Exercise requirements. Below are some records; output exactly the lines from the line with "Query: hedge row" to the line with "Expected output: one marker per instance of the helmet", both ends kept, and nothing more.

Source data
____________
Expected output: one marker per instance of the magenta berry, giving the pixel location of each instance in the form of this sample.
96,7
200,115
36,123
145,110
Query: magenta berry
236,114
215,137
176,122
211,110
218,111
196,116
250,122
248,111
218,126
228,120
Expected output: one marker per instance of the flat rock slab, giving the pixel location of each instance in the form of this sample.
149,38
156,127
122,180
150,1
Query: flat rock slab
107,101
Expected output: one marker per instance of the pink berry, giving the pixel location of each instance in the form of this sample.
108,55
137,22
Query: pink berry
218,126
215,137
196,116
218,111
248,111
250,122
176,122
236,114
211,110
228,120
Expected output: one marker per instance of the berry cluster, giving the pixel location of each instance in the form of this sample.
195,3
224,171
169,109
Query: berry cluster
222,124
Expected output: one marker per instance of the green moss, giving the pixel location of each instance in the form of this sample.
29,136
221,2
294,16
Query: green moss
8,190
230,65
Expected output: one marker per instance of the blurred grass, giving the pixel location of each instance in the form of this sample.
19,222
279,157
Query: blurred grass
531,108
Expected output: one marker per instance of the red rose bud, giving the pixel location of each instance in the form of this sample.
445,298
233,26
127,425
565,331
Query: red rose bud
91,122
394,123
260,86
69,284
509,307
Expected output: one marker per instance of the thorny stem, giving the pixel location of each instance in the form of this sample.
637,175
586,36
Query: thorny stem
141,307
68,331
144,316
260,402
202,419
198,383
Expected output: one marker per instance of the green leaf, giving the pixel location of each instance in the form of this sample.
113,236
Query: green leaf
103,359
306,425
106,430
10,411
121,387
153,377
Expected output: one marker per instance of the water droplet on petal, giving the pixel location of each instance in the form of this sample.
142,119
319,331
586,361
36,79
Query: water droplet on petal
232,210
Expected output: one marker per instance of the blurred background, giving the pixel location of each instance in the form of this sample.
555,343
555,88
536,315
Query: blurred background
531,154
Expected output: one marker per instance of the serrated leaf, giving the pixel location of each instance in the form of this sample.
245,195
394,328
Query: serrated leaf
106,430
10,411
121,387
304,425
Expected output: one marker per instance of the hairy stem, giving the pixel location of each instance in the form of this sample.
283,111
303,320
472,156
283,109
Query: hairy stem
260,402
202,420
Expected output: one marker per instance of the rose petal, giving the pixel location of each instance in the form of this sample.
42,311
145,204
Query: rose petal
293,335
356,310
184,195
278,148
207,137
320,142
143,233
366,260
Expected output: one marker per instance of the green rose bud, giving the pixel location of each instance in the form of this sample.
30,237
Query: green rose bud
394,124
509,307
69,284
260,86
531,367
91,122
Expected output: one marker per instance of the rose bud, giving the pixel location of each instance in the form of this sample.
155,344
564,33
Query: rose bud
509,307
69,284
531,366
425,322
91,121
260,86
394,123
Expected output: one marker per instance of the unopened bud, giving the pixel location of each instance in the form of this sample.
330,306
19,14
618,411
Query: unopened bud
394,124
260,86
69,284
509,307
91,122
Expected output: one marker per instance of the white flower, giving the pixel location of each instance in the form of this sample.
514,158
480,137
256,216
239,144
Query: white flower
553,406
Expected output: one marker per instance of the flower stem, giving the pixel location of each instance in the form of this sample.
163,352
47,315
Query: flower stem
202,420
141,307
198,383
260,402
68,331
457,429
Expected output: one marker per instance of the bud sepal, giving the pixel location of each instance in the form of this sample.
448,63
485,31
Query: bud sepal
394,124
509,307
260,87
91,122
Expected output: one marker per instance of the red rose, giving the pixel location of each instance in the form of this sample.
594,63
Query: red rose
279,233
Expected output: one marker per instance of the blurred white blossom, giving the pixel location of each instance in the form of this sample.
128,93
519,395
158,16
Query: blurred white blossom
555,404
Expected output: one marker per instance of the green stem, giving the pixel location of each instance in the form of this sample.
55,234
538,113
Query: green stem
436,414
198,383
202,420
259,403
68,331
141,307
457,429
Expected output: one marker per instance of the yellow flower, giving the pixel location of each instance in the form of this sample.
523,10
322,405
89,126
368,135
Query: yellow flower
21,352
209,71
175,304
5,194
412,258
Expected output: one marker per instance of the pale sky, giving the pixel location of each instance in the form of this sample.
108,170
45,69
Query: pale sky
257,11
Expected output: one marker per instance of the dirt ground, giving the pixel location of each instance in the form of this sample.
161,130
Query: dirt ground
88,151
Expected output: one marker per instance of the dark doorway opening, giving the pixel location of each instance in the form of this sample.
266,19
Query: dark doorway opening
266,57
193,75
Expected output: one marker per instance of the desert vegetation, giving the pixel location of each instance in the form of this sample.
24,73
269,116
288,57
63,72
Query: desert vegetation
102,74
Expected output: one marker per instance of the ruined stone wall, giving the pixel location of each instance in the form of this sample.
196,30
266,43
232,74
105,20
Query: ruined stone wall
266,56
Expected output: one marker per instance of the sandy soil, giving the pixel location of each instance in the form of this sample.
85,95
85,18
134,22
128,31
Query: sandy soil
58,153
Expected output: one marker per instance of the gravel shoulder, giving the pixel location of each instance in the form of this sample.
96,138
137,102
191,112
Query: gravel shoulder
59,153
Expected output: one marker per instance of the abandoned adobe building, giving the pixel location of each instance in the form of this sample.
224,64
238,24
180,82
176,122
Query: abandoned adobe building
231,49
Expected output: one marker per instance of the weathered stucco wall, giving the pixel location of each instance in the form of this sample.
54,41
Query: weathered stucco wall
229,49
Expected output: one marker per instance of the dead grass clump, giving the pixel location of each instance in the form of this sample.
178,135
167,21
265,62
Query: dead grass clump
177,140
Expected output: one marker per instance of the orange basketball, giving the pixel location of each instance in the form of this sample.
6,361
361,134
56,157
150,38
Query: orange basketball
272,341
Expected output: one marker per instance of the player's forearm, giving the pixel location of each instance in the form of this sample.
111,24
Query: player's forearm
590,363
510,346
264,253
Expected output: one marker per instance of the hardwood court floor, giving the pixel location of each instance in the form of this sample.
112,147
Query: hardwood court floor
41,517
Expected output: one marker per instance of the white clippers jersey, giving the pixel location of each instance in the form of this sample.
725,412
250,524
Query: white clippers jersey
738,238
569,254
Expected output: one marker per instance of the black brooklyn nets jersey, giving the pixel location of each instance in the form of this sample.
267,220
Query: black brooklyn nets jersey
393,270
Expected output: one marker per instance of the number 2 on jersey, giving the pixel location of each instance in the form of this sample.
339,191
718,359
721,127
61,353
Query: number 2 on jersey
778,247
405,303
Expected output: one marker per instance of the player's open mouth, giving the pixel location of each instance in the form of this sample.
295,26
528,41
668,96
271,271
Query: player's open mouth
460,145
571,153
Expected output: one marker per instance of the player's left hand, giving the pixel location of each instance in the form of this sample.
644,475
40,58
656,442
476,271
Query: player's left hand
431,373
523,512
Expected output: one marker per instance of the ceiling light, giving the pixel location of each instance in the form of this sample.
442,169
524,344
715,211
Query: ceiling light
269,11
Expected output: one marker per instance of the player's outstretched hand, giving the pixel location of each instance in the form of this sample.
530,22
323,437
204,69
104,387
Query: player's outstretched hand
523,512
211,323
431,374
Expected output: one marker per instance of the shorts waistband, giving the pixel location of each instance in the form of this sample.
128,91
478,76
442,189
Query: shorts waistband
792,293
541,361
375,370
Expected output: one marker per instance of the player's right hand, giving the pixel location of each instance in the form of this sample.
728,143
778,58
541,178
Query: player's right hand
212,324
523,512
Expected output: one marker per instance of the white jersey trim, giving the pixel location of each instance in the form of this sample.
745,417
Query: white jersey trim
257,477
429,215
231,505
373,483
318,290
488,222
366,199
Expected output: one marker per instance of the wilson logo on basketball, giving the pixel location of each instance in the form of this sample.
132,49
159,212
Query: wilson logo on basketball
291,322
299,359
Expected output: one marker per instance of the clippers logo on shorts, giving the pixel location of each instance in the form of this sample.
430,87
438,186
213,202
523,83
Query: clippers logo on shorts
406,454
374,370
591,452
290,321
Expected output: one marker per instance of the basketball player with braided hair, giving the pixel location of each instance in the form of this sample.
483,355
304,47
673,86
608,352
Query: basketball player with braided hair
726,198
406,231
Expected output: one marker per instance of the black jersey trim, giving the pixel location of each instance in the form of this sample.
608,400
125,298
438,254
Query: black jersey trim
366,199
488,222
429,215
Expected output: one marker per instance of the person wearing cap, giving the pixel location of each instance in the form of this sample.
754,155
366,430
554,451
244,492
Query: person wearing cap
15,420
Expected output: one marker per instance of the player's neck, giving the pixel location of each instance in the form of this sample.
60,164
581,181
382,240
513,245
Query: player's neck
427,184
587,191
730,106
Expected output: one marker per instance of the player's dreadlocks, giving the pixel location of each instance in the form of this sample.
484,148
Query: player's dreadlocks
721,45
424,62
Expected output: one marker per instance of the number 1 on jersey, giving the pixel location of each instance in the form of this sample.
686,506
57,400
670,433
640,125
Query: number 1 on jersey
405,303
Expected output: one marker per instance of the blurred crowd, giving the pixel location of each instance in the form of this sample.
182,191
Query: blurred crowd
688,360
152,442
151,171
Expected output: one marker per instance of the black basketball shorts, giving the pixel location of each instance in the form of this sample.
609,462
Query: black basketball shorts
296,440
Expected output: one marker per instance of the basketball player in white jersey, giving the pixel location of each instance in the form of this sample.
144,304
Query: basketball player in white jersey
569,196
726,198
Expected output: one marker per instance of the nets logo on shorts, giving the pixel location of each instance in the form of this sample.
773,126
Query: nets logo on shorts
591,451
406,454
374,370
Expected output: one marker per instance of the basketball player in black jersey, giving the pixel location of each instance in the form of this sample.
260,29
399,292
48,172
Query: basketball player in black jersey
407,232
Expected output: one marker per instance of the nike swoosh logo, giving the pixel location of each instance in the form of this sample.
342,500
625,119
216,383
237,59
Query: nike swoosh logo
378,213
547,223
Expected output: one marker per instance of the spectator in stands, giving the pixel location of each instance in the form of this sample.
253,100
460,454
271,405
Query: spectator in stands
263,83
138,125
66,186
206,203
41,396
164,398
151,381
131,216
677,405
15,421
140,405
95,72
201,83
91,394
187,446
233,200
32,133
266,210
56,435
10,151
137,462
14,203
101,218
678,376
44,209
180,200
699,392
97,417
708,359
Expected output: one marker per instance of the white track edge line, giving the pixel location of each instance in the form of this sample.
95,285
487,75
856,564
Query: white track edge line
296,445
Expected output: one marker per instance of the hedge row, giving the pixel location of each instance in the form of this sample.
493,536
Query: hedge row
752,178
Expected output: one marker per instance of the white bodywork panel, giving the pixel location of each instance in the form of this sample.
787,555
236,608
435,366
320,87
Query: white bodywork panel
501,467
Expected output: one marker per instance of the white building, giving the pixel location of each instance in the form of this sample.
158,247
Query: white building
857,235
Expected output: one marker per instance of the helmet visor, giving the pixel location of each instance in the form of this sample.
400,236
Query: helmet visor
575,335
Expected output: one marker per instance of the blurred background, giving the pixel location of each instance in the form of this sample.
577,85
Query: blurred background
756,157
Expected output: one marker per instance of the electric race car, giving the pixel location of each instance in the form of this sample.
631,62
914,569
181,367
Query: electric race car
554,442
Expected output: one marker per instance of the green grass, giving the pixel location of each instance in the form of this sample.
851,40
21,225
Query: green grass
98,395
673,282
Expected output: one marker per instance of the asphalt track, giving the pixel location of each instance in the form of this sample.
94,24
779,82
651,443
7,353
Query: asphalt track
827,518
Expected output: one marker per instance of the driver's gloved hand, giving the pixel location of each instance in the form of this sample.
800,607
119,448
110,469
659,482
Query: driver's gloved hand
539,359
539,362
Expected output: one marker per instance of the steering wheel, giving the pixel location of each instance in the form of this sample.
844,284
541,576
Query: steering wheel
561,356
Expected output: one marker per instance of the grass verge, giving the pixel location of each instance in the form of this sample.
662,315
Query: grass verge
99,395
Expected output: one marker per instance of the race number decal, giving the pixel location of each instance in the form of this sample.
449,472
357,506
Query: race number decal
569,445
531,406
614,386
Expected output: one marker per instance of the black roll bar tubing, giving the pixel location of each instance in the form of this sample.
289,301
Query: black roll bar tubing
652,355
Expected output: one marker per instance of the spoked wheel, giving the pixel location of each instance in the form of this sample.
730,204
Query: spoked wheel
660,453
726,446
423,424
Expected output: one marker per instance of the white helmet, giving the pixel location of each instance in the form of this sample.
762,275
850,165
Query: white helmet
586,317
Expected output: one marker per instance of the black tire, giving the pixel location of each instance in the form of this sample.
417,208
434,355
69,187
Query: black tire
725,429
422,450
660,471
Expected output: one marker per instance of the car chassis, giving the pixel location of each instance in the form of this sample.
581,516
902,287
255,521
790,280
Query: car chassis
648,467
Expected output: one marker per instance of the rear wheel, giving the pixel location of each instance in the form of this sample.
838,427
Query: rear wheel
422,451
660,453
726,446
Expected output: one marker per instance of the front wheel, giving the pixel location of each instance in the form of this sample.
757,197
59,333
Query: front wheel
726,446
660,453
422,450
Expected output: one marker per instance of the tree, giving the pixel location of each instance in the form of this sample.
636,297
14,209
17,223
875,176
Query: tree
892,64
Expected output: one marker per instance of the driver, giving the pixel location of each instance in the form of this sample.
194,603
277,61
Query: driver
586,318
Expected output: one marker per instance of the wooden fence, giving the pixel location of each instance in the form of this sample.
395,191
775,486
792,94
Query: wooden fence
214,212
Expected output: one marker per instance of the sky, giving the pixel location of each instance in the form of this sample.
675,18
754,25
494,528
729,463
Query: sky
____________
Answer to this exercise.
Query: hedge row
752,178
Expected output: one marker per instance of the white bodywork panel, giving the pixel location of each instance in the form of this sample.
787,555
236,608
435,366
320,87
Query: white bodywork panel
501,467
Expected output: one marker per instance of the white building, giving the pixel location of each instance in the form of this sample.
158,247
Query: white building
857,235
Expected output: one marker per instance of the helmet visor, giving the pixel location of each instance in the form of this sample.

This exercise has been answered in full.